Items listed in a dataset
•••
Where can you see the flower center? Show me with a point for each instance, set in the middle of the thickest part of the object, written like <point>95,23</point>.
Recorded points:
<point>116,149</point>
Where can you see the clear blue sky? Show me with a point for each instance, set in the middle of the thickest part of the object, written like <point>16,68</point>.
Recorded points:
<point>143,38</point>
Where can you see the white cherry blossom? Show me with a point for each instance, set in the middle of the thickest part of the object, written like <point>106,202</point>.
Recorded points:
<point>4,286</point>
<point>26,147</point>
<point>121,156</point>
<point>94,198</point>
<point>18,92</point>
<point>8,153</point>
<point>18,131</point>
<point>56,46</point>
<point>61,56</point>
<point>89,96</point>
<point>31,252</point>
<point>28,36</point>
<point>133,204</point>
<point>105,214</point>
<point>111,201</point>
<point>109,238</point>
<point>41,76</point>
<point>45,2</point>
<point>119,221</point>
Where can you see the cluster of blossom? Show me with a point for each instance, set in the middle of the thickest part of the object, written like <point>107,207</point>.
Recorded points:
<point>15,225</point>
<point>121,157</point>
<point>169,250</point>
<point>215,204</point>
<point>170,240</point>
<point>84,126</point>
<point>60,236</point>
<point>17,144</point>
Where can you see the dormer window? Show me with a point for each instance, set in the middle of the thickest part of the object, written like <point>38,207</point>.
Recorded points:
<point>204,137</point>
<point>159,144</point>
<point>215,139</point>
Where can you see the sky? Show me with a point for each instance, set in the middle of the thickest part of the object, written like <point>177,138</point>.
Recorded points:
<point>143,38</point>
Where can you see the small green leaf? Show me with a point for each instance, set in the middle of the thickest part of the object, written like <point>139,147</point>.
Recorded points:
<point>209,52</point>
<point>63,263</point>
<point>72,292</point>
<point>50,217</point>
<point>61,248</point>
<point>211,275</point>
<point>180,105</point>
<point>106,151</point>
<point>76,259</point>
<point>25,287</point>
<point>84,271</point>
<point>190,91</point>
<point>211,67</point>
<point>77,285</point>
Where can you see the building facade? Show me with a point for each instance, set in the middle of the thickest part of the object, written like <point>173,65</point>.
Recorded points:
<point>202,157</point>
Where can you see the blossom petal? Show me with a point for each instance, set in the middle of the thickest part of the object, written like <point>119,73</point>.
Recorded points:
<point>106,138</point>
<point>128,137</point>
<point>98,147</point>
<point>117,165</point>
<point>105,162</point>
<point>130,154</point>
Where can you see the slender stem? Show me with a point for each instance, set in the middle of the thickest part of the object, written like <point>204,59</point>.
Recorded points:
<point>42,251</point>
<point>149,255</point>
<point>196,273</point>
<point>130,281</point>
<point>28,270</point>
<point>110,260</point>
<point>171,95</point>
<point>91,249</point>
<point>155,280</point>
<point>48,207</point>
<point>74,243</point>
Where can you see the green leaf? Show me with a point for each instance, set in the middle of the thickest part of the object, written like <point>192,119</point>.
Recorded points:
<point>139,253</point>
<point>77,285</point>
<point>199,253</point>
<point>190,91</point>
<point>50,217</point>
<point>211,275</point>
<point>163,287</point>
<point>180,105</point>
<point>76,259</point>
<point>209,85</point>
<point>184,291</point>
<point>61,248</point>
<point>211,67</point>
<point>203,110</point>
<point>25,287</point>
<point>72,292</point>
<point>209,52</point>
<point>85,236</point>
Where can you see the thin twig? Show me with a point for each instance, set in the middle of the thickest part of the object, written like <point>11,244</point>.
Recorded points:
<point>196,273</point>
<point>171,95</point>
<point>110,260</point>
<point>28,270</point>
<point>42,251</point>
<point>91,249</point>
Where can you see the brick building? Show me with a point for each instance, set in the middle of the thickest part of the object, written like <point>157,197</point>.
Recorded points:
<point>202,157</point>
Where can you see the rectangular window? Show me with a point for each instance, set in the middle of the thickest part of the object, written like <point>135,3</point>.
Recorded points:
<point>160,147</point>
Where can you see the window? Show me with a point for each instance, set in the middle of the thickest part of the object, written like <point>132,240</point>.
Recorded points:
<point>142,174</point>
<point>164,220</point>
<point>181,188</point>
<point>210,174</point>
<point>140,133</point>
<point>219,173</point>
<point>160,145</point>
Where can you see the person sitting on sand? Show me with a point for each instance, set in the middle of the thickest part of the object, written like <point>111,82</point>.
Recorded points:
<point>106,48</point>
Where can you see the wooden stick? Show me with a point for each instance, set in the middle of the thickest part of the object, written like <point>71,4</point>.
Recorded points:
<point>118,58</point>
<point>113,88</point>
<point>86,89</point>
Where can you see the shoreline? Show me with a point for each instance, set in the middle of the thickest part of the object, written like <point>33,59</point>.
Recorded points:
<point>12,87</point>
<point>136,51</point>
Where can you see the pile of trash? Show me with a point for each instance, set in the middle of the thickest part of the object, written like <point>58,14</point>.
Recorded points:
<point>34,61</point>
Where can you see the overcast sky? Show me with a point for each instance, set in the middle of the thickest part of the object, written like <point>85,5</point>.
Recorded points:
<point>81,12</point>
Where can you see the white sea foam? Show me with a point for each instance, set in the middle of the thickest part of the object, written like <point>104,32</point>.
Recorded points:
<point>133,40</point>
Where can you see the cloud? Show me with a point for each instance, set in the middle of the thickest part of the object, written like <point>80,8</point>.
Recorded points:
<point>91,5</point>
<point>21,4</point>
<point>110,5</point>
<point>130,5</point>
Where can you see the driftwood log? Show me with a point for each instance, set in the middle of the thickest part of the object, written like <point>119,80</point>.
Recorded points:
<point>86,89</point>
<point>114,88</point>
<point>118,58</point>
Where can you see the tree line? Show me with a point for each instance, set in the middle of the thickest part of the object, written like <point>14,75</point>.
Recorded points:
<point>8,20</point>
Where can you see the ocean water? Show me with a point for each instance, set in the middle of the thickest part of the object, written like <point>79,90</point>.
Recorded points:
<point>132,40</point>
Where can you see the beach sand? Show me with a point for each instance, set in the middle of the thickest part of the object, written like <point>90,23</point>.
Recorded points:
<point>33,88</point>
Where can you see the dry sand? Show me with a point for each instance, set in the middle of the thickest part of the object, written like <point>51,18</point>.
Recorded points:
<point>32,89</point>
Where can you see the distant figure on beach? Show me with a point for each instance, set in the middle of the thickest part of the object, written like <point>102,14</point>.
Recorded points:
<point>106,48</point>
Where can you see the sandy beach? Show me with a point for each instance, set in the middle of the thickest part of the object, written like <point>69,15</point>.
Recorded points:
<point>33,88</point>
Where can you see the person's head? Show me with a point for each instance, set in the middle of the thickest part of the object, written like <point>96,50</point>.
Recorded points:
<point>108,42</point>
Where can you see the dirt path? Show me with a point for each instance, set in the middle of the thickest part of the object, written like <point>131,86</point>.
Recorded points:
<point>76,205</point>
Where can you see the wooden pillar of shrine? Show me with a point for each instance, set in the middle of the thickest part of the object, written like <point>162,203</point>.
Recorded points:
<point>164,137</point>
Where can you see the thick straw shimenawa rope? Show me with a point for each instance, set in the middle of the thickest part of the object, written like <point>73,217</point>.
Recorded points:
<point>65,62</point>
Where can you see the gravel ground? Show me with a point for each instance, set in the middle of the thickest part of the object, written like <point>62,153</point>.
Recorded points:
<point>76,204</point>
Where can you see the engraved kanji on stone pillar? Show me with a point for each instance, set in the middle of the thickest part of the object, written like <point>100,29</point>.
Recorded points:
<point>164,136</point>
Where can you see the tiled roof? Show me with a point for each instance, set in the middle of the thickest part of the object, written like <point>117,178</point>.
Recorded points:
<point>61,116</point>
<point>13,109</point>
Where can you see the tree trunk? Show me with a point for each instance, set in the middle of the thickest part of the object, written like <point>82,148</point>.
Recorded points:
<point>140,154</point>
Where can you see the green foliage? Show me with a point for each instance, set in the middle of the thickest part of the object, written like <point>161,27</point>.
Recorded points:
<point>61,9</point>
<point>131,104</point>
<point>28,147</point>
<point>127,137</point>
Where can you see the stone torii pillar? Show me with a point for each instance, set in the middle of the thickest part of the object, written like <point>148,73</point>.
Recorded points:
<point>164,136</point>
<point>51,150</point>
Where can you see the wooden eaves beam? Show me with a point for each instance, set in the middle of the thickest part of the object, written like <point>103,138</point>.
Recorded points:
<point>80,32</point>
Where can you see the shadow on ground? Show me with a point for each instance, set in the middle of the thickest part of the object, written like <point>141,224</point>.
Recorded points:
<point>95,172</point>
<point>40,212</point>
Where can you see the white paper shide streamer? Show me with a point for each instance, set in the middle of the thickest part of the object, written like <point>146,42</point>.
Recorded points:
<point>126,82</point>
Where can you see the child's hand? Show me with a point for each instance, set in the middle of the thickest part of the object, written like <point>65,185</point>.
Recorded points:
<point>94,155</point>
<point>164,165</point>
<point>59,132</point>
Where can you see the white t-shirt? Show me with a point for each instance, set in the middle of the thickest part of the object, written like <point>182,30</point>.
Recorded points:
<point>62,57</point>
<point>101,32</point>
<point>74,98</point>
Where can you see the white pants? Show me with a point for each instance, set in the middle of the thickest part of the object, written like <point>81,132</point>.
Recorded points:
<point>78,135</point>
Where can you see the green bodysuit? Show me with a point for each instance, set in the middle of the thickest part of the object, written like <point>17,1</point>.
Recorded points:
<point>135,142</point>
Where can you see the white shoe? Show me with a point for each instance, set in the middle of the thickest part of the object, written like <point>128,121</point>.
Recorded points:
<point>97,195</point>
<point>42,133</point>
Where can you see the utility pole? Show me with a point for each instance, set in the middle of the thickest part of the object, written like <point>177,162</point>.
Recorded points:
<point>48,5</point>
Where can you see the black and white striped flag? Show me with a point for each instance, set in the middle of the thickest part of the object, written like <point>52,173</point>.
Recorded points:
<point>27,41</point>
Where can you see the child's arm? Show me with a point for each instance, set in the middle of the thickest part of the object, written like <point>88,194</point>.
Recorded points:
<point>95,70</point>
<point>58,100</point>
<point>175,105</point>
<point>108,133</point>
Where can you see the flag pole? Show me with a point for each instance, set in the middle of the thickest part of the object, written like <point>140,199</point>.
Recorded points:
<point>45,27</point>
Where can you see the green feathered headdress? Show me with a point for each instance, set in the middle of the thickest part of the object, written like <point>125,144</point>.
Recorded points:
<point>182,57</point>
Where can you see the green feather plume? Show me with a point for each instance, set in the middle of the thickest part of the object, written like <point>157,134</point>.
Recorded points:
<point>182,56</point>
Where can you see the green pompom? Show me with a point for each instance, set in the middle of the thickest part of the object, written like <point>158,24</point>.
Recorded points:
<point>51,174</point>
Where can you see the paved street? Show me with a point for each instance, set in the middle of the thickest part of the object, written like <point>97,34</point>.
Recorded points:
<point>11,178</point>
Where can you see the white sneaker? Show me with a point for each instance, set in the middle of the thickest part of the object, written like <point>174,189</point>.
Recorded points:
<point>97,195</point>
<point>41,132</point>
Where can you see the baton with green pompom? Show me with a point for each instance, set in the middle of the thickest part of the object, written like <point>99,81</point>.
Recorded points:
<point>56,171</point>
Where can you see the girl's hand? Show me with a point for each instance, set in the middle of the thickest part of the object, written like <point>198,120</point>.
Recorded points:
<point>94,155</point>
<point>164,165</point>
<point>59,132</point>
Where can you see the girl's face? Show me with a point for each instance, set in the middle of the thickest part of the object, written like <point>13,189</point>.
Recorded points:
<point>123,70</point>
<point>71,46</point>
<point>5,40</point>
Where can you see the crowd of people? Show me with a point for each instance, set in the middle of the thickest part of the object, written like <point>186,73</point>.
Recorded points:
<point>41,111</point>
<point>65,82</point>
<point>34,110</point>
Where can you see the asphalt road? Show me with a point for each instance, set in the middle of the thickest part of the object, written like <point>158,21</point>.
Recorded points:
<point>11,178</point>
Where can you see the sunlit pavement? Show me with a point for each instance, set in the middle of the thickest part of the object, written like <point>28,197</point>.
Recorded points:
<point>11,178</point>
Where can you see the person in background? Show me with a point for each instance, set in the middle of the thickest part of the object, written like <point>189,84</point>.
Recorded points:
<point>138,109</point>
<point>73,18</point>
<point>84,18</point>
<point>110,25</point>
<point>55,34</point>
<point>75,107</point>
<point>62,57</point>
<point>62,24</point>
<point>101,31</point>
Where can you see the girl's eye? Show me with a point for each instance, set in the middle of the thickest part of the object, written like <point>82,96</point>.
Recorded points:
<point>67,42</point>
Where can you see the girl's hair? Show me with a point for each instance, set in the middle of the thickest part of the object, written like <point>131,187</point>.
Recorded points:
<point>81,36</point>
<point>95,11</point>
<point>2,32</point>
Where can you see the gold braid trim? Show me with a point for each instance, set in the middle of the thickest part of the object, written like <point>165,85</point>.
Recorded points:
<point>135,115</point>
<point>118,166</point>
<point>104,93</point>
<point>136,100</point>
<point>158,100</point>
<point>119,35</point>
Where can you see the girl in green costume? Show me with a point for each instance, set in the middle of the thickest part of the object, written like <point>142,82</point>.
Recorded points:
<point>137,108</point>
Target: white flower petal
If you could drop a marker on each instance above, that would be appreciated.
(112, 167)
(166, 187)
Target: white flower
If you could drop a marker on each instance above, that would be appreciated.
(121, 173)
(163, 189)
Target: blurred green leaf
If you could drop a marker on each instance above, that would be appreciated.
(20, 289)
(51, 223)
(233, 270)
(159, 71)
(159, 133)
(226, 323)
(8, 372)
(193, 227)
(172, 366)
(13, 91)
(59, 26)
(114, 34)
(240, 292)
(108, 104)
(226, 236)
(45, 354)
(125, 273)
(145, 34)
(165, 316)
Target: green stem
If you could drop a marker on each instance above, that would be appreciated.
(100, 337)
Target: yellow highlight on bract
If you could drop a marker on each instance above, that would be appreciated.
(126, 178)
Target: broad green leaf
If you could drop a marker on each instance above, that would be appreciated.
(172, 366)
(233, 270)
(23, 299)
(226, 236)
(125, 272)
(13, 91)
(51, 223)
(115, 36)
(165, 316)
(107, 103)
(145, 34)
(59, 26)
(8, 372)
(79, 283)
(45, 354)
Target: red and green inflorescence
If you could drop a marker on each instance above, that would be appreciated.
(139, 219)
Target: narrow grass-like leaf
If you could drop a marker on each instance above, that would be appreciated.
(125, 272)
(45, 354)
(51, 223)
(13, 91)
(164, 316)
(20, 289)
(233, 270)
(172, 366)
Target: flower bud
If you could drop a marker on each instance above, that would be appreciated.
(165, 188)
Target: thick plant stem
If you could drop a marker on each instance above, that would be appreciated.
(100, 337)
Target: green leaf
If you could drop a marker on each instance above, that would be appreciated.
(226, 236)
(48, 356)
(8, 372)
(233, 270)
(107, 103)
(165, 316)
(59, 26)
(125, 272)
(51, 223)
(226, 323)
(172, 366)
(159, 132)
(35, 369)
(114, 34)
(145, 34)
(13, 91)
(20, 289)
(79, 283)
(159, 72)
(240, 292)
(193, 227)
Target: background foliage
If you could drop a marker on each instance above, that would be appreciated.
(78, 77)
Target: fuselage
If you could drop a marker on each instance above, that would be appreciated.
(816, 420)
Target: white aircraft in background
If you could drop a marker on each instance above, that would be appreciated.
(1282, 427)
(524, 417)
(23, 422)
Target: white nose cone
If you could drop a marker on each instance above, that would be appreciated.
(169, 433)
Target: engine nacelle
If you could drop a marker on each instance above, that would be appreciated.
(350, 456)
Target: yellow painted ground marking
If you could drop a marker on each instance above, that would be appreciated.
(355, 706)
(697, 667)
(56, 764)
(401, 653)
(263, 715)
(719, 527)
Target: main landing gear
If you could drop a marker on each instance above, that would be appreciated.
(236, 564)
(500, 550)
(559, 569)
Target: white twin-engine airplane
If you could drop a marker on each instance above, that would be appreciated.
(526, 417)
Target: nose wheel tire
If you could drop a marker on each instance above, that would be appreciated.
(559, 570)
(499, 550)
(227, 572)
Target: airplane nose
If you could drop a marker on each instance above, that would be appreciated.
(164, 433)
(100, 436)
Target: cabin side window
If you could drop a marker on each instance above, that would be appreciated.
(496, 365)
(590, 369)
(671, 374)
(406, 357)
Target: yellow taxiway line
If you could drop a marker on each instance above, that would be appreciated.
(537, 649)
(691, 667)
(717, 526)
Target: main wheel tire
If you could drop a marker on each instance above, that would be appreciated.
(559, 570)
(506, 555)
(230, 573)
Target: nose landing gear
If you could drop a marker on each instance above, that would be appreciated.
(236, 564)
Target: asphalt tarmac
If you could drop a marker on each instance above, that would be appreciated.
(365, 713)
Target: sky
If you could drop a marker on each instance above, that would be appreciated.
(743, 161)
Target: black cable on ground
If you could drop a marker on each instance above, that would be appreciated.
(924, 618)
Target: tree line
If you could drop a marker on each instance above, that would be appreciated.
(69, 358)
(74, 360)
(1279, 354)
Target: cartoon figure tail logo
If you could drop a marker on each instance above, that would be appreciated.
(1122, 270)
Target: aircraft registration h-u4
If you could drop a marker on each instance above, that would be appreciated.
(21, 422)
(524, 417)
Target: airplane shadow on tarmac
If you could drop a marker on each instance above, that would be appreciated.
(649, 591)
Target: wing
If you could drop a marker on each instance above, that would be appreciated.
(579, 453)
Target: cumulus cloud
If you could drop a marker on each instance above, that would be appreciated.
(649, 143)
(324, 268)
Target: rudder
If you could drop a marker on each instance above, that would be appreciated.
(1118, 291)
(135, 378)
•••
What is required >>
Wherever the word "petal" appears in the entries above, copy that whole line.

Answer section >>
Where can you see the blossom petal? Show me with a point for each instance, set in the middle of the thickest part of the object, written like <point>119,73</point>.
Target: white flower petal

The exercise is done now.